Direction Regarding Anonymity - Rule 13 of the Tribunal Procedure (First-tier Tribunal) (Immigration and Asylum Chamber) Rules 2014
2. Unless and until a Tribunal or court directs otherwise, the Appellant is granted anonymity. The factual backgrounds relates to medical health issues. No report of these proceedings shall directly or indirectly identify her or any member of her family. This direction applies both to the Appellant and to the Respondent. Failure to comply with this direction could lead to contempt of court proceedings.
3. The Appellant, with permission, appeals against the decision of the First-tier Tribunal, who in a determination promulgated on 9 th January 2017 dismissed her claim for leave to remain on Article 8 grounds.

•••

What is being asked
In the excerpt, what could result from failing to comply with the anonymity direction?

•••

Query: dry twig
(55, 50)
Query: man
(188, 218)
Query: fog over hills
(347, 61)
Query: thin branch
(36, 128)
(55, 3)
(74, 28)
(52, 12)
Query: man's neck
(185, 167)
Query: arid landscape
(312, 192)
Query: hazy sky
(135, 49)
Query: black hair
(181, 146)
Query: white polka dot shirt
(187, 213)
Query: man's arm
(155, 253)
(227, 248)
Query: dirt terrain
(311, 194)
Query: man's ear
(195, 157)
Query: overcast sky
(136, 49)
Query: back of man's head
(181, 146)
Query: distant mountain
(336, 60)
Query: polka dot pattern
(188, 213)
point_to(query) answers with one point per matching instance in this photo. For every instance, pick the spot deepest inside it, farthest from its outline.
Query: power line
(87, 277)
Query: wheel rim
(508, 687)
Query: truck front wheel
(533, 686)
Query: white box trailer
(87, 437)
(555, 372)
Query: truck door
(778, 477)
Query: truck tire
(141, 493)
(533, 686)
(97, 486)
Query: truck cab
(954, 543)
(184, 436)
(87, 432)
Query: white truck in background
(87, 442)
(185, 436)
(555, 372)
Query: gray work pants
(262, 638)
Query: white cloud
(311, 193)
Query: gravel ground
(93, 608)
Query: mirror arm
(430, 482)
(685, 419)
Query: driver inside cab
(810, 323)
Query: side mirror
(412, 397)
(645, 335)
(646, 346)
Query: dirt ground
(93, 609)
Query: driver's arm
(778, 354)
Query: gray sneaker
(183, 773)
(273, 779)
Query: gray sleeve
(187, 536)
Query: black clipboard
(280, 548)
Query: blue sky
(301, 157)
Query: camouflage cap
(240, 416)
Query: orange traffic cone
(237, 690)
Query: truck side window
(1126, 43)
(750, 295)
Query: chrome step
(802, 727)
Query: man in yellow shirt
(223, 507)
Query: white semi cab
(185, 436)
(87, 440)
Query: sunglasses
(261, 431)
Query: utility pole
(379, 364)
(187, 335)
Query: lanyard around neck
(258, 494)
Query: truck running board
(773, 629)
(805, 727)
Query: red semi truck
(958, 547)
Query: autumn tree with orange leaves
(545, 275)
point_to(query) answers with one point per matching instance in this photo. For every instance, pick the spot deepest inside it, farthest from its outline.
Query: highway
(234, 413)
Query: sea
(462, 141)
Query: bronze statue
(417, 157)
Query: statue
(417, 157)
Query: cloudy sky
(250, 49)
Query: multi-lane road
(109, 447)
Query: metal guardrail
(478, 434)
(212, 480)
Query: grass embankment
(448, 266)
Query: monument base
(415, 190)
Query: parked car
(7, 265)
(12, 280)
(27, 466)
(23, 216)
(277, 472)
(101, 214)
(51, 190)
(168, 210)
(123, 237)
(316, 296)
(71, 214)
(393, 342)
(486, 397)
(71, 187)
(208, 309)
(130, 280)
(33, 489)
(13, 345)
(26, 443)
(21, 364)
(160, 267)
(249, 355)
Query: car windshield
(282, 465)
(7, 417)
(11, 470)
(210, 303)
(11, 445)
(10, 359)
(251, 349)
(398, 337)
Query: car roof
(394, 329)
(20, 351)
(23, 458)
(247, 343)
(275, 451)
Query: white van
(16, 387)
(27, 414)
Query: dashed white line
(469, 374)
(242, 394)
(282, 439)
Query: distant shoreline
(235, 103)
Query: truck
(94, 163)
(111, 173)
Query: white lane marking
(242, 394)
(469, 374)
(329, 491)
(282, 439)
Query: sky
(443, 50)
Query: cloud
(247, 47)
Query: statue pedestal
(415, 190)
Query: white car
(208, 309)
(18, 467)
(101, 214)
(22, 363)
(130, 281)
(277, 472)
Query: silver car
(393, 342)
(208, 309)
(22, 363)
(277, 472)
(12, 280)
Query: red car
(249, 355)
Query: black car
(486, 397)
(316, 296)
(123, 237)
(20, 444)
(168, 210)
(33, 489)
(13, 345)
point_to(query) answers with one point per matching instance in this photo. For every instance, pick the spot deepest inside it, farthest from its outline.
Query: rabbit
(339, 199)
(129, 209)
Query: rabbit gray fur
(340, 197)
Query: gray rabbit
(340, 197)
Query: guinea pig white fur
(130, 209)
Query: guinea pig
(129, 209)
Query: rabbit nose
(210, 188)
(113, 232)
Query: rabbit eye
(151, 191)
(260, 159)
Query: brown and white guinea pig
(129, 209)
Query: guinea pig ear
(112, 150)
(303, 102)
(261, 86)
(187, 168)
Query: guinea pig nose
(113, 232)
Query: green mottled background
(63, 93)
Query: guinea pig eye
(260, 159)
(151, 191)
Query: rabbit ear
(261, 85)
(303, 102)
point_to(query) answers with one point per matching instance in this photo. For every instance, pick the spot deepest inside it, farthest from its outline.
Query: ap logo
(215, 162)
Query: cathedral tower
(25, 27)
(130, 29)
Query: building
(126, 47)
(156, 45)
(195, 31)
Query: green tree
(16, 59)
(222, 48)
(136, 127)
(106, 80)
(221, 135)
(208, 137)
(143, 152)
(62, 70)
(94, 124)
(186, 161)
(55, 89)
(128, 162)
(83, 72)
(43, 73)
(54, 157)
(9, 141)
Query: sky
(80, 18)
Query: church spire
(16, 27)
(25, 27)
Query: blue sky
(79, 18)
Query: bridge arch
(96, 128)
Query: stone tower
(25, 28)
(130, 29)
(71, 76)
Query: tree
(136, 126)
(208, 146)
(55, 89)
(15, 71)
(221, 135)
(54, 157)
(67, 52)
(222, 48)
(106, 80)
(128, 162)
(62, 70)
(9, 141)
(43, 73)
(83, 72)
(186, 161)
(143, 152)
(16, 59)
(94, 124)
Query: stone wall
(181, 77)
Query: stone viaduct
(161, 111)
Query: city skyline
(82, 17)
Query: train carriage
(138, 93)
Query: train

•••

Task result
Contempt of court proceedings.